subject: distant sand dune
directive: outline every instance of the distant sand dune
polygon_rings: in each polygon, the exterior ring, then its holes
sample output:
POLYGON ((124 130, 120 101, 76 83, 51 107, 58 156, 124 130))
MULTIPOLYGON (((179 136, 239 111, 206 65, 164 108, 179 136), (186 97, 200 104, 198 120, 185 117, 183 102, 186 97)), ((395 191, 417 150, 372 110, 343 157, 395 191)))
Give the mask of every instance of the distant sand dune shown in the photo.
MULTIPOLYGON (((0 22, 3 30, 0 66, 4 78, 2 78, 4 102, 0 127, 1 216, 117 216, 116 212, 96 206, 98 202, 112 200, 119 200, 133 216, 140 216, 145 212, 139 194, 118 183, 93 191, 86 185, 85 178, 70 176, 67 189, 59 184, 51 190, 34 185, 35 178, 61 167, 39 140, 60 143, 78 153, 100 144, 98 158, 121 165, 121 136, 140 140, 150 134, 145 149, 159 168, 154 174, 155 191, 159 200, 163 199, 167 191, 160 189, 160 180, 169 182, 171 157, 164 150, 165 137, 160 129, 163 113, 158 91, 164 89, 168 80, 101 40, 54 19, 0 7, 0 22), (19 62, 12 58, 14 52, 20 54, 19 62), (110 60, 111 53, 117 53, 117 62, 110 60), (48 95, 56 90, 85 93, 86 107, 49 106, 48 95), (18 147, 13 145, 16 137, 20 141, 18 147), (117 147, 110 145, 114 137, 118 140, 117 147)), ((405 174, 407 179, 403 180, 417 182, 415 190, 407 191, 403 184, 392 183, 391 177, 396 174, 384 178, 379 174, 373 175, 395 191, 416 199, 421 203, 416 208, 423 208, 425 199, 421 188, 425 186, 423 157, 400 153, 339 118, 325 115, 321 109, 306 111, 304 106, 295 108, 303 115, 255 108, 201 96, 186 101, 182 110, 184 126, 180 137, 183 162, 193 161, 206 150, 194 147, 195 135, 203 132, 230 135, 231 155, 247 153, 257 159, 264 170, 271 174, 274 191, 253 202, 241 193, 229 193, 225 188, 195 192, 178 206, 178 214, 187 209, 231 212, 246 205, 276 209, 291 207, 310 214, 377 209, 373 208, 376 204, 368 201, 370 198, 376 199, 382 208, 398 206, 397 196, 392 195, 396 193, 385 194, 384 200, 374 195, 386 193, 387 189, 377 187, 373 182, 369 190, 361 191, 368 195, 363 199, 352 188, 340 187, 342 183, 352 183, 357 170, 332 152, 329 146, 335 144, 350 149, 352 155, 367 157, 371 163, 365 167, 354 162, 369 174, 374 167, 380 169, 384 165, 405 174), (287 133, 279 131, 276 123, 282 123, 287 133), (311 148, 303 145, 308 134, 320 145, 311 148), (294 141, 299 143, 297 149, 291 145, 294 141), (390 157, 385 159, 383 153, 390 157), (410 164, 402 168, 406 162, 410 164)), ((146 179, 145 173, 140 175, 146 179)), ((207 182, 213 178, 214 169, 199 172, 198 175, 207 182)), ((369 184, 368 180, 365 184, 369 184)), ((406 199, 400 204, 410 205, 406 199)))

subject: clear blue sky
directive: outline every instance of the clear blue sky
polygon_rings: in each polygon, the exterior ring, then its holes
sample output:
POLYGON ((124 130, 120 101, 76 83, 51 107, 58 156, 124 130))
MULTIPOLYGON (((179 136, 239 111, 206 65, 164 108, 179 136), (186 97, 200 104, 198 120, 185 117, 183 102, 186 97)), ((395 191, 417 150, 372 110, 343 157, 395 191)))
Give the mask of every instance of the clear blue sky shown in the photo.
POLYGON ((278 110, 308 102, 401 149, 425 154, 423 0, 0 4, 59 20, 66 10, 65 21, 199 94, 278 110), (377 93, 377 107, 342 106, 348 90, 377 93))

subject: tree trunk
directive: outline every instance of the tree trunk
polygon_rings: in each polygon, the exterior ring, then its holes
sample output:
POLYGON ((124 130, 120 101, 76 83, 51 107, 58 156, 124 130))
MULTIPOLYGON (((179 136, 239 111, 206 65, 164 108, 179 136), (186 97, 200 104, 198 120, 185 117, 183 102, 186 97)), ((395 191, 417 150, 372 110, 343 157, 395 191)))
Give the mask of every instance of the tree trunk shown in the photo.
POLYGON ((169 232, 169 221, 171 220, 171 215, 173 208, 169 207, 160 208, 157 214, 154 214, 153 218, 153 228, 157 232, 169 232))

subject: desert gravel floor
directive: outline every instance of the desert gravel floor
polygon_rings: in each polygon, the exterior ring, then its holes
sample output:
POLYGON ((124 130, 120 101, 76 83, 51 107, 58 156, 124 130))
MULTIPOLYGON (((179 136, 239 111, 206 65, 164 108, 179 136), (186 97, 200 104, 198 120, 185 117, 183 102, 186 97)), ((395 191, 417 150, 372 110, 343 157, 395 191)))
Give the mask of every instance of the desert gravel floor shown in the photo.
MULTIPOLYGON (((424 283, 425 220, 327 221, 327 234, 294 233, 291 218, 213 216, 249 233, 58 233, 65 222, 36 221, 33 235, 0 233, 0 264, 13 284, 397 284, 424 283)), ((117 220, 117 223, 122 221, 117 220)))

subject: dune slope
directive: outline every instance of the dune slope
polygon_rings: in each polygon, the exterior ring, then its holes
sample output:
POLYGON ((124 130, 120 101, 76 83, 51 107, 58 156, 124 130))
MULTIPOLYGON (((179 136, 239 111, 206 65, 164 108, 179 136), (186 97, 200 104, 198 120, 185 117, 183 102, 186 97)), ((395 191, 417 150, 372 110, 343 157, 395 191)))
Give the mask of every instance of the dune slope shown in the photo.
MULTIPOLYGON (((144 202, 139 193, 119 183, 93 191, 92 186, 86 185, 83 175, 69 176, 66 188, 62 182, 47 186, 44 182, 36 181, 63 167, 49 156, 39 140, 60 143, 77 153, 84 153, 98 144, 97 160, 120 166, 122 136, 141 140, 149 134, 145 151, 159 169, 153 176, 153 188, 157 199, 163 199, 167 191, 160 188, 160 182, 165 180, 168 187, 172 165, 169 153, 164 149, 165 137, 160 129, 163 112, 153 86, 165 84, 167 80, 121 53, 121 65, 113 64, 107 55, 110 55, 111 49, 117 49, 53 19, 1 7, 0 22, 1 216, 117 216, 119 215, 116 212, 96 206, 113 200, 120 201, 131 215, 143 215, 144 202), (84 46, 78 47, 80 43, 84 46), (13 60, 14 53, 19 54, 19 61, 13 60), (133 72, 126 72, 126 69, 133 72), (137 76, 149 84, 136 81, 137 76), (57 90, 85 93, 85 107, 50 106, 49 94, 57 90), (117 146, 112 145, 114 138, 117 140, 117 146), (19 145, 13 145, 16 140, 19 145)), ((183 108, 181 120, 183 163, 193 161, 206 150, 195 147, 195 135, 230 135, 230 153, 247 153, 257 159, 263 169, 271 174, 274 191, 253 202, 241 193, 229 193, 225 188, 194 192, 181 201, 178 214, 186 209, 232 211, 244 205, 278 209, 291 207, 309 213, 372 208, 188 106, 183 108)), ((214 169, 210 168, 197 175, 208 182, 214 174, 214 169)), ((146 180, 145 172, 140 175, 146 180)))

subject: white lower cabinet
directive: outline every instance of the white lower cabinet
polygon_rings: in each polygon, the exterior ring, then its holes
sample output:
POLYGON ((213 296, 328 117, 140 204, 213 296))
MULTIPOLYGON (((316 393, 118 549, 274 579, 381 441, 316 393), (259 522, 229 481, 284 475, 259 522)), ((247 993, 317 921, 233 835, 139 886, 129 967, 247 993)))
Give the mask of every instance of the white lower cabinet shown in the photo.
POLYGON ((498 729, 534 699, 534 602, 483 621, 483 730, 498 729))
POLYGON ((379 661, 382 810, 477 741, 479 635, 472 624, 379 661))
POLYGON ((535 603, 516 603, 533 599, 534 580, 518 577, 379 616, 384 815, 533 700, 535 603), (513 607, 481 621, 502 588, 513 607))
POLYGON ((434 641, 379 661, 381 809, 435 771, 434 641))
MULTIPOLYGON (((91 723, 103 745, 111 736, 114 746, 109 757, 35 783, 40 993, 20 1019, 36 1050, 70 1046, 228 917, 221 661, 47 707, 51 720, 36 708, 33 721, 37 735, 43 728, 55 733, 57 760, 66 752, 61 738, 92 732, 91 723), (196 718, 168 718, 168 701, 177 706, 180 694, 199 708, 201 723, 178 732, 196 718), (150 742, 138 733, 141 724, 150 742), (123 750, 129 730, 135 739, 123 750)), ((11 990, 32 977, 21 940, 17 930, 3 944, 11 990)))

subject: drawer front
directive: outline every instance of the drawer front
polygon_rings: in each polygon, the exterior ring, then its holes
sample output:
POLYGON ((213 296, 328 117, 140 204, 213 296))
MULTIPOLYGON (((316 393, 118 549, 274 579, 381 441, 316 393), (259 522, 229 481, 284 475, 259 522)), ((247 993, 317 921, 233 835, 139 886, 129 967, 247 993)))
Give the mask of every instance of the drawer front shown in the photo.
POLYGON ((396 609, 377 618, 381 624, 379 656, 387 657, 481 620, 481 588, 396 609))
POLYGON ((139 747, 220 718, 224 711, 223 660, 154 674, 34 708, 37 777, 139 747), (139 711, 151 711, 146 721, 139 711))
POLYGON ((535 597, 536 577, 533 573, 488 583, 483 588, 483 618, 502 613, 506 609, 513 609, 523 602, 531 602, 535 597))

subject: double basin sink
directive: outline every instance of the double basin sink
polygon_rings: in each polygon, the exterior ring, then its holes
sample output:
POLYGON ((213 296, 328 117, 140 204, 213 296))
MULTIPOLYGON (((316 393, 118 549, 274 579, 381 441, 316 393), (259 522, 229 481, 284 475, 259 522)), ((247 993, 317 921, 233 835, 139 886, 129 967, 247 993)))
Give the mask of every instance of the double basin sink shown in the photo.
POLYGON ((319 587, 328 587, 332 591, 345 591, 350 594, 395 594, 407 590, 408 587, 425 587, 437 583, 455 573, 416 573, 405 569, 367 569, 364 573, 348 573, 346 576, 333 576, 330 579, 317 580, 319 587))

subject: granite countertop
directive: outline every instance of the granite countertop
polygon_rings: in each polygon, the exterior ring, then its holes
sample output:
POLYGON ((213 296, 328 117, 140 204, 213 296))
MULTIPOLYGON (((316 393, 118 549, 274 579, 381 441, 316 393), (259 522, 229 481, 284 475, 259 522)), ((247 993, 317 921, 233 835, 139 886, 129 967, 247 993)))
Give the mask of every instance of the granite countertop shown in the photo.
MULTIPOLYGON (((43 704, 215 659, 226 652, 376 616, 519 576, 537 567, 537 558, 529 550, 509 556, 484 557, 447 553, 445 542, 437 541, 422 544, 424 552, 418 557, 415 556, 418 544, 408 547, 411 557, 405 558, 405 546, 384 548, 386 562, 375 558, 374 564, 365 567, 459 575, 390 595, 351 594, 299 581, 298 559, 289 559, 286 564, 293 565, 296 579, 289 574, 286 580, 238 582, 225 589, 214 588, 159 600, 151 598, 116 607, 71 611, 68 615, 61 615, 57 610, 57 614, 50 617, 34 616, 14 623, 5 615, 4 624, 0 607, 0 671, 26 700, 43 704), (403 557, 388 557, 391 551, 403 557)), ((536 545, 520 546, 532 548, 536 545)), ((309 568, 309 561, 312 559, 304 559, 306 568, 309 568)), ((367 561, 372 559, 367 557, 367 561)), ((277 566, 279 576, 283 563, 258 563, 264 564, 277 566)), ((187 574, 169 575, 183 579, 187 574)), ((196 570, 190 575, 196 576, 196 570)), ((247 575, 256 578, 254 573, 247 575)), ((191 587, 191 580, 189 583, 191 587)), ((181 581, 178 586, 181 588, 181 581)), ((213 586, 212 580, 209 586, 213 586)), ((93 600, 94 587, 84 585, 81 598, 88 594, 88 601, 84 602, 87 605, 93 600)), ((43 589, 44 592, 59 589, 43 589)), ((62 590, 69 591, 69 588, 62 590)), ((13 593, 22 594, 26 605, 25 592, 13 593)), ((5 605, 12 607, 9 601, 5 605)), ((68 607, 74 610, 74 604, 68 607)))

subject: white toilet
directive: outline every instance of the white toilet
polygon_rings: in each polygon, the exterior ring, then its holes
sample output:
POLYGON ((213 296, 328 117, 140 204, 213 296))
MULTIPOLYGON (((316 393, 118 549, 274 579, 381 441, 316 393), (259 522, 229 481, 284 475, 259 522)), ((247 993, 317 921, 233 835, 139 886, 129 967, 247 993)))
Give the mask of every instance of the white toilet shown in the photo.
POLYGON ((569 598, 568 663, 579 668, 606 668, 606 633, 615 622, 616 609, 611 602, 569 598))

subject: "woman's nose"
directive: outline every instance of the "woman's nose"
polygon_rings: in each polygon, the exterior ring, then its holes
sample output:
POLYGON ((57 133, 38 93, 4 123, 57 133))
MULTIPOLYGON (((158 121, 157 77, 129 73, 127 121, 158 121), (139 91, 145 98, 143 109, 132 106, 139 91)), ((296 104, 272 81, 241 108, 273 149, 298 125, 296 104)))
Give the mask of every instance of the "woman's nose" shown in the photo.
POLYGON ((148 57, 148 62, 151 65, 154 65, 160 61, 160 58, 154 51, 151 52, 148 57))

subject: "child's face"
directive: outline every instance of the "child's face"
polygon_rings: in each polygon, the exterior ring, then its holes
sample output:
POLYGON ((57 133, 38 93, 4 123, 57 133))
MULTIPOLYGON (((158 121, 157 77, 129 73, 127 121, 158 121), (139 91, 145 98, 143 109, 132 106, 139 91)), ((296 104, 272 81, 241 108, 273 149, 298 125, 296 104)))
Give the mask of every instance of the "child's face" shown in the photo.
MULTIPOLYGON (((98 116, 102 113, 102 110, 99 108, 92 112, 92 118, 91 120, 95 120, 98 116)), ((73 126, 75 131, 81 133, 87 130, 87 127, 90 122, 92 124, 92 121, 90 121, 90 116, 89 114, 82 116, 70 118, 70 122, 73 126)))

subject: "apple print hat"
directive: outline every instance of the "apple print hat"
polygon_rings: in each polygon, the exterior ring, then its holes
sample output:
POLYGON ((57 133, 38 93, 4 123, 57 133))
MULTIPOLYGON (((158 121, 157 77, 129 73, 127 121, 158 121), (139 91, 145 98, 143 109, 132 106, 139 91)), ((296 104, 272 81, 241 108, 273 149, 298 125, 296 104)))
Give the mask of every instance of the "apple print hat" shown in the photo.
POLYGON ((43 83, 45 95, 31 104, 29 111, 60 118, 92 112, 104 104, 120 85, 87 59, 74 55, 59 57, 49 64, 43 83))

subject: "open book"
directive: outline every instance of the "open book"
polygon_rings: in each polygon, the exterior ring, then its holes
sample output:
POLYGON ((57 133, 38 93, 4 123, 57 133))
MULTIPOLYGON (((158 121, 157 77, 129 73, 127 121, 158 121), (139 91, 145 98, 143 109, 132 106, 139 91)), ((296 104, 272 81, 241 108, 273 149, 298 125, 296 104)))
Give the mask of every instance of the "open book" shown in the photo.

*GOAL OF THE EXERCISE*:
Reproduce verbatim the stretch of the listing above from its first line through the line containing "Give the mask of every instance of the distant", with both of those lines included.

*CORRECT RESPONSE*:
subject: distant sand dune
directive: outline every instance of the distant sand dune
polygon_rings: in each polygon, the exterior ring, then its holes
sample output:
POLYGON ((124 130, 120 101, 76 83, 51 107, 58 156, 124 130))
MULTIPOLYGON (((179 136, 239 111, 206 65, 164 108, 179 136), (186 97, 200 104, 198 120, 185 117, 183 102, 186 97)), ((395 191, 417 150, 372 110, 343 157, 395 191)))
Give the mask of every instance of the distant sand dune shown in the photo.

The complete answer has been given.